[Raw records]
┌────────
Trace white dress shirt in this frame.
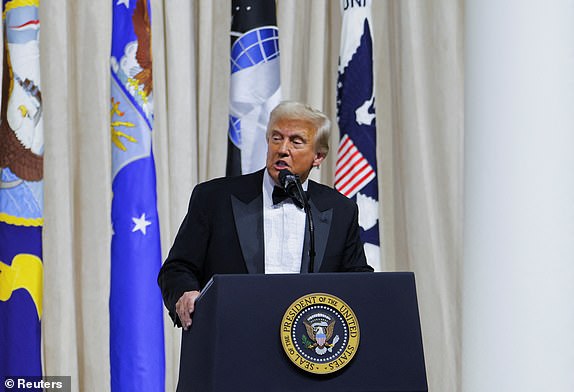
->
└────────
┌────────
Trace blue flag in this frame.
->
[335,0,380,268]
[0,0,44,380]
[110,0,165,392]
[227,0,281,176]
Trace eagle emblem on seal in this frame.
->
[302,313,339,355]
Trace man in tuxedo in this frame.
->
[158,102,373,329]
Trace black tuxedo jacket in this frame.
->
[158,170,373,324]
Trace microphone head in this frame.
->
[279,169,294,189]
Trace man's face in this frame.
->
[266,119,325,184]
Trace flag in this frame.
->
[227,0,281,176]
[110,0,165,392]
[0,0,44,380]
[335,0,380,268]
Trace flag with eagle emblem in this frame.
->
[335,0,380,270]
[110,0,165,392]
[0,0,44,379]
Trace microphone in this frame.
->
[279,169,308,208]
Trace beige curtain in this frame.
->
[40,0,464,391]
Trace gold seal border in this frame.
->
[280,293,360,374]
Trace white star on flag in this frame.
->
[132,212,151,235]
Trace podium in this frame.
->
└────────
[Problem details]
Count the lines in the records above that contain the word "tuxedo". Reply with only the number.

[Worked answer]
2